## [TEKS KUTIPAN]

By: dr. Zamzani Sutriyanto
LAKON Partai Demokrat kini hampir sama persis seperti apa yang dialami Partai Golkar menjelang Pemilu 1999. Ketika itu, Partai Golkar dikuyo-kuyo, dihujat, dan bahkan banyak kalangan yang mendesak agar Partai Golkar dibubarkan.
Akbar Tanjung, sang Ketua Umum Golkar saat itu segera mengambil langkah cerdas dan strategis. Dia sadar betul, bahwa dalam benak publik, Golkar telah diidentikkan dengan Orde Baru. Orde Baru adalah Golkar dan Golkar adalah Orde Baru. Karena itu, Akbar berupaya memisahkan Golkar pada masa pemerintahan Orde Baru denganGolkar yang ketika itu dia pimpin.

## [TUGAS YANG DIKERJAKAN]
[1] Salinlah bagian teks kutipan dari "By: dr. Zamzani" sampai dengan "itu dia pimpin." tanpa mengubah apa pun.
[2] Ringkaslah paragraf teks kutipan yang diawali "Akbar Tanjung, sang Ketua Umum" tanpa menghilangkan fakta utamanya.
Entri-entri sesudah teks ini tidak diperlukan.

## [ENTRI DATA]
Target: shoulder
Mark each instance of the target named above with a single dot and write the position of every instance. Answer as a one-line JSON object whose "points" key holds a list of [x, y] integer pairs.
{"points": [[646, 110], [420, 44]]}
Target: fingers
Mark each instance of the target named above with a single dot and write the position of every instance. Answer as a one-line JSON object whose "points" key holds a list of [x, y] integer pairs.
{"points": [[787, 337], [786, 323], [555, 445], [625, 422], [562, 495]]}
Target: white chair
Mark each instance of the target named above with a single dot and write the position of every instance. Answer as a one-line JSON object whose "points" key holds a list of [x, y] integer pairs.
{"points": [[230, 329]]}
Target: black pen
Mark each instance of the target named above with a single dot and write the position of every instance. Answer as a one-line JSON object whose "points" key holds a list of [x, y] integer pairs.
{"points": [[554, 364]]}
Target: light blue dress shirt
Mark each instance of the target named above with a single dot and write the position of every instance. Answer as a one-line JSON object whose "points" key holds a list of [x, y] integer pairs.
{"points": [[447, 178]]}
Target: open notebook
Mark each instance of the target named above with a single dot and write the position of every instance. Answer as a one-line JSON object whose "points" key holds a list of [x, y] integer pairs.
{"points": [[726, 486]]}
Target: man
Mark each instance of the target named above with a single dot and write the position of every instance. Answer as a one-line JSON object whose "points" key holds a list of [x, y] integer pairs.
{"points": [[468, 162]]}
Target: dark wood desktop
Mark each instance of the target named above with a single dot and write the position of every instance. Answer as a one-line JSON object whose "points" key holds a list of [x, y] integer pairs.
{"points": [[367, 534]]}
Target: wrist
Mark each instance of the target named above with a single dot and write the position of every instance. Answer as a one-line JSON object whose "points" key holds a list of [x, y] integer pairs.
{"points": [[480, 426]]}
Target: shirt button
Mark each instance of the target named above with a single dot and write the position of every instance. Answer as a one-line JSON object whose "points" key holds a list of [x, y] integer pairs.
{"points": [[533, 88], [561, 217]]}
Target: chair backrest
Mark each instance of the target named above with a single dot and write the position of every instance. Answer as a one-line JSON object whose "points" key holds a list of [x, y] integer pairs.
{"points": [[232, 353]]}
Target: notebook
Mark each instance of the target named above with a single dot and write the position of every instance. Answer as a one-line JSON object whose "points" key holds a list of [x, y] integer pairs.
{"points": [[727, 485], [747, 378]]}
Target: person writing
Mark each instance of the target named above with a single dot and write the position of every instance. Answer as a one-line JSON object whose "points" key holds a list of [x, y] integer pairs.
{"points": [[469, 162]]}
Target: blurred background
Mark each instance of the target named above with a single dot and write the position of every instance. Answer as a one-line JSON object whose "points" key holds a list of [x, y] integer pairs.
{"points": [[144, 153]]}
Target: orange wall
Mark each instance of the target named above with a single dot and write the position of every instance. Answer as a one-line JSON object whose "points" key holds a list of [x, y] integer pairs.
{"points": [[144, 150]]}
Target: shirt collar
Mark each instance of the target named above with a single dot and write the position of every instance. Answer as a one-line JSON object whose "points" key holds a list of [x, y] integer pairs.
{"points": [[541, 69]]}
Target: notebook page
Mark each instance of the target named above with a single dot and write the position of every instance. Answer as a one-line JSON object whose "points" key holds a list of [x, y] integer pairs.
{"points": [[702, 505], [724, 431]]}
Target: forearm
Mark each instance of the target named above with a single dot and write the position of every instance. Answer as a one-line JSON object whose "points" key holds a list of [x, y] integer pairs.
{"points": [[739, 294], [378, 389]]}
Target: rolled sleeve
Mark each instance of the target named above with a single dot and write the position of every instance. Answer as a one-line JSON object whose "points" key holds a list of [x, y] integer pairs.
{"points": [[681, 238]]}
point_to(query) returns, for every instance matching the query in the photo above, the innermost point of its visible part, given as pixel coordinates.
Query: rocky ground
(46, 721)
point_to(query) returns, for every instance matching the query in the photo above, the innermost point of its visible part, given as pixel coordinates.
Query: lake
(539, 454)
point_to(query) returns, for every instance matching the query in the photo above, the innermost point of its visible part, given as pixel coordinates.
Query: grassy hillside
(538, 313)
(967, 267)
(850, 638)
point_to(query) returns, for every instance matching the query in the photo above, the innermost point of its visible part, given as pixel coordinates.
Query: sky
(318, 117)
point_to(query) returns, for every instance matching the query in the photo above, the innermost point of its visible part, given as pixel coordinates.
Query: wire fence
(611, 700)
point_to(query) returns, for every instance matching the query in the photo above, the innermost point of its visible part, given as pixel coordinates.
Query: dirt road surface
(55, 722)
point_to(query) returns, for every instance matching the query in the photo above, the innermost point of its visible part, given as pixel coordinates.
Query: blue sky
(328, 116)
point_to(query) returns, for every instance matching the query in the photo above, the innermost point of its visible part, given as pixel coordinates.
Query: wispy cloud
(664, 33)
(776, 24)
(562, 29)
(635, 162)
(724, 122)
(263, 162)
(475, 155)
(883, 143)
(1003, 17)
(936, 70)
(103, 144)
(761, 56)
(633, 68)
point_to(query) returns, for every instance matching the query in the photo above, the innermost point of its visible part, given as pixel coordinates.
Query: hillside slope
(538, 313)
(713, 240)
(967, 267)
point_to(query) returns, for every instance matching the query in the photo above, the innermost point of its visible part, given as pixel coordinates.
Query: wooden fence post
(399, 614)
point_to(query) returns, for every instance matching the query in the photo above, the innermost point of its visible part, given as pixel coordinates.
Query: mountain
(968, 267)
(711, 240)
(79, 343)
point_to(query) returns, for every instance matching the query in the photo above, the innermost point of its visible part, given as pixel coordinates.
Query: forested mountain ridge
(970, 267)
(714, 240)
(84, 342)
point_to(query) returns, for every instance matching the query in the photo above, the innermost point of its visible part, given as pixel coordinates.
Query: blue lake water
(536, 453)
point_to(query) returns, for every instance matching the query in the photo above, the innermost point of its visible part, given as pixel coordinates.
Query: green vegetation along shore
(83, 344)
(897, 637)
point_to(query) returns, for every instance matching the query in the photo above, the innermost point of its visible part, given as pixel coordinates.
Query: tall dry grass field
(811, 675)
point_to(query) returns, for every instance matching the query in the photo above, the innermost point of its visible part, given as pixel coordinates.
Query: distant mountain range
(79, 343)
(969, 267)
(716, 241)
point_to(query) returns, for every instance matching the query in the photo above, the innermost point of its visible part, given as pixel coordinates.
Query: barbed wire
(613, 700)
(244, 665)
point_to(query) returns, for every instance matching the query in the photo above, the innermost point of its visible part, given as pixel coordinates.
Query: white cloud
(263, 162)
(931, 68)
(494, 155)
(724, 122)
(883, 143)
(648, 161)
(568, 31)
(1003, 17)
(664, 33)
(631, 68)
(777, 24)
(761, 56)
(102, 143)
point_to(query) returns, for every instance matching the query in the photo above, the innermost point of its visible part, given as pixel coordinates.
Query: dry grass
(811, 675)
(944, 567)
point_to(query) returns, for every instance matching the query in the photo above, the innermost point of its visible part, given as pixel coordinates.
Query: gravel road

## [JAWABAN BERURUTAN]
[1]
By: dr. Zamzani Sutriyanto
LAKON Partai Demokrat kini hampir sama persis seperti apa yang dialami Partai Golkar menjelang Pemilu 1999. Ketika itu, Partai Golkar dikuyo-kuyo, dihujat, dan bahkan banyak kalangan yang mendesak agar Partai Golkar dibubarkan.
Akbar Tanjung, sang Ketua Umum Golkar saat itu segera mengambil langkah cerdas dan strategis. Dia sadar betul, bahwa dalam benak publik, Golkar telah diidentikkan dengan Orde Baru. Orde Baru adalah Golkar dan Golkar adalah Orde Baru. Karena itu, Akbar berupaya memisahkan Golkar pada masa pemerintahan Orde Baru denganGolkar yang ketika itu dia pimpin.

[2] Akbar Tanjung, Ketua Umum Golkar saat itu, mengambil langkah cerdas dan strategis. Ia sadar publik menyamakan Golkar dengan Orde Baru. Karena itu, ia berupaya memisahkan Golkar masa Orde Baru dari Golkar yang dipimpinnya.